GIVEN TEXT Block Start
The Will To Bear Fruit
THE WILL TO BEAR FRUIT
Often, before I begin preaching, I will give thanks for something that has happened during the past week. But since we are talking about giving thanks today I thought I would begin my sermon with something I am thankful for this week.
This week I am thankful for giving kids high fives. I have not met anyone who doesn’t like a good high five. So let’s take a minute to give each other high fives for getting through our weeks and coming together again on the Lord’s day.
We have a preschool here at the church and I am thankful that it has served generation after generation of families here in Norfolk. It is a monumental task to start something new like a preschool and help it grow and bear fruit, so I am thankful for all of you who many years ago took a step of faith to do what God was calling you to do for our community.
GIVEN TEXT Block End
## INSTRUCTIONS FOR THE TASK
In the sermon above, what is the speaker thankful for this week?
RECORDED INFORMATION Block Start
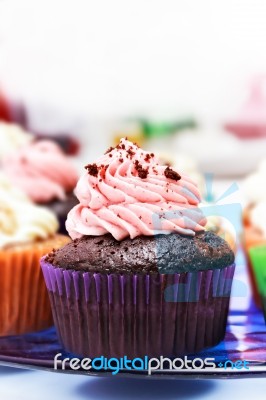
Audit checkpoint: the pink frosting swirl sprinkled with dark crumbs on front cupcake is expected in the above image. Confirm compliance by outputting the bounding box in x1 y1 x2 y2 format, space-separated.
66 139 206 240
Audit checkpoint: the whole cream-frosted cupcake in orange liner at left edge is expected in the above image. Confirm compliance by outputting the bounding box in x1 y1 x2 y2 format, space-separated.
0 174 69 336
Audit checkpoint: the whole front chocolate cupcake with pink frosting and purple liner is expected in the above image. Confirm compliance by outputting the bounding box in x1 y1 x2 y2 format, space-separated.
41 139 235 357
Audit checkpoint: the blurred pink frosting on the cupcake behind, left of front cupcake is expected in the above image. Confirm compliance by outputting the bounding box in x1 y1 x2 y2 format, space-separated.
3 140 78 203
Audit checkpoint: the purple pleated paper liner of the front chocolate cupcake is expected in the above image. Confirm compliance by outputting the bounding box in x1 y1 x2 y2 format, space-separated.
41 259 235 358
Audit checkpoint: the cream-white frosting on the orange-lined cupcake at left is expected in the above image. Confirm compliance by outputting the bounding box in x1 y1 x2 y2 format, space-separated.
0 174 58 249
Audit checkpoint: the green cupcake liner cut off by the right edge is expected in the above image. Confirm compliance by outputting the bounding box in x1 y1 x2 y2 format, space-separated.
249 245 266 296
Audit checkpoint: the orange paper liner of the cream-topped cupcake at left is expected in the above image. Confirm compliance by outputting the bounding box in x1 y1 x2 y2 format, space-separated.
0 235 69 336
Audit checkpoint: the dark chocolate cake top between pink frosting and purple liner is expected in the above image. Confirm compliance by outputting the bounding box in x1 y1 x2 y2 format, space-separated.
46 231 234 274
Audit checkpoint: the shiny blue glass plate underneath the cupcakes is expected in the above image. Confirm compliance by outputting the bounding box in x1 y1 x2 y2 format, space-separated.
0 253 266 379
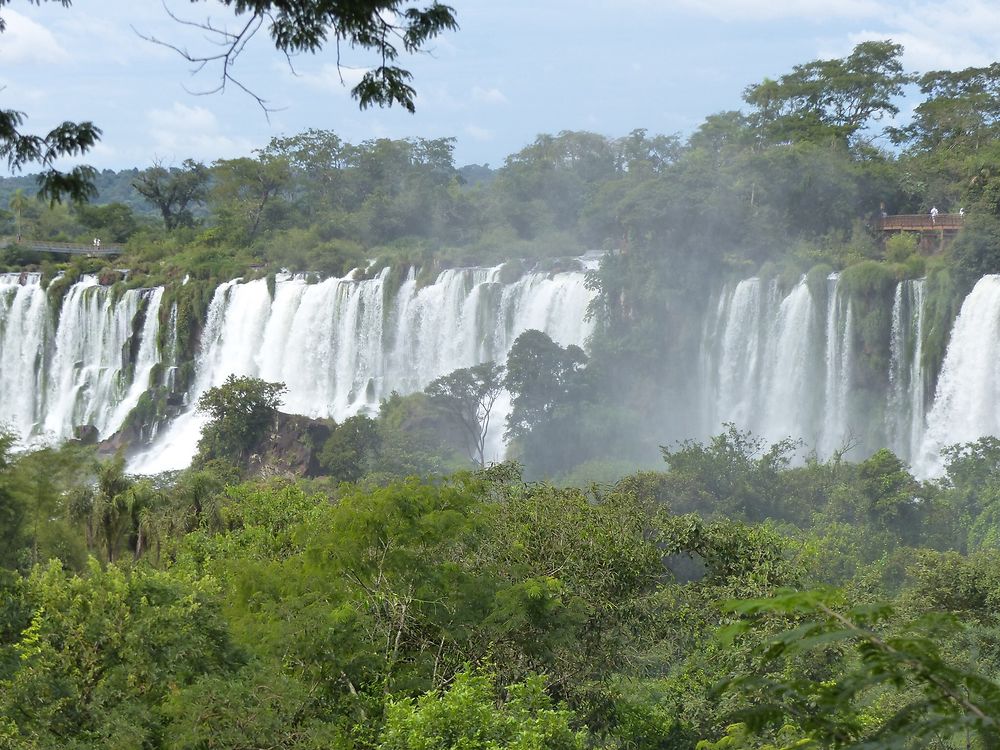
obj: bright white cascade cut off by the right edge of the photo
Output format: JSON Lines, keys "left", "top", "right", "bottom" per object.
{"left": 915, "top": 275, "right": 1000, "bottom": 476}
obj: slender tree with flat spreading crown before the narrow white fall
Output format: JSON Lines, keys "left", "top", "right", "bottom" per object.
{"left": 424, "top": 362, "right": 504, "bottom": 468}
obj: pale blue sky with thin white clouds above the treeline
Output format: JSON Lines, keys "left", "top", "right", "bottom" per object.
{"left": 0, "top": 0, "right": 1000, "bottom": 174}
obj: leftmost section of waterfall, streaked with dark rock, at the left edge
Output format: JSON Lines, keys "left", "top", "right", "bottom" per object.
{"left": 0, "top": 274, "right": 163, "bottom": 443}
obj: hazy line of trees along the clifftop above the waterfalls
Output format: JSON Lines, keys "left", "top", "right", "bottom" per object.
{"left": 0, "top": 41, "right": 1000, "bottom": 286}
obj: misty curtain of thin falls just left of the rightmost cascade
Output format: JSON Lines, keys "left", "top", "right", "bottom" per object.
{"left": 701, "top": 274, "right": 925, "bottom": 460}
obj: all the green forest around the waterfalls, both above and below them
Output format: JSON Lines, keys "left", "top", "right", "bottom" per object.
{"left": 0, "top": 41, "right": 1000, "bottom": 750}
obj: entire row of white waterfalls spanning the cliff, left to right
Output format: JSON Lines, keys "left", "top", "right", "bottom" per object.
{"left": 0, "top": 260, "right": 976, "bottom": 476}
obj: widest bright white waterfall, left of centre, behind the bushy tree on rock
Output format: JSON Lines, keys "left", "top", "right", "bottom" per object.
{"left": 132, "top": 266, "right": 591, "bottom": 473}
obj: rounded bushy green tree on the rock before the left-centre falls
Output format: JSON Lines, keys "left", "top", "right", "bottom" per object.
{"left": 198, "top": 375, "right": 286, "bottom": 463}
RECORDED INFORMATION Block End
## RESPONSE TO THE TASK
Giving kids high fives.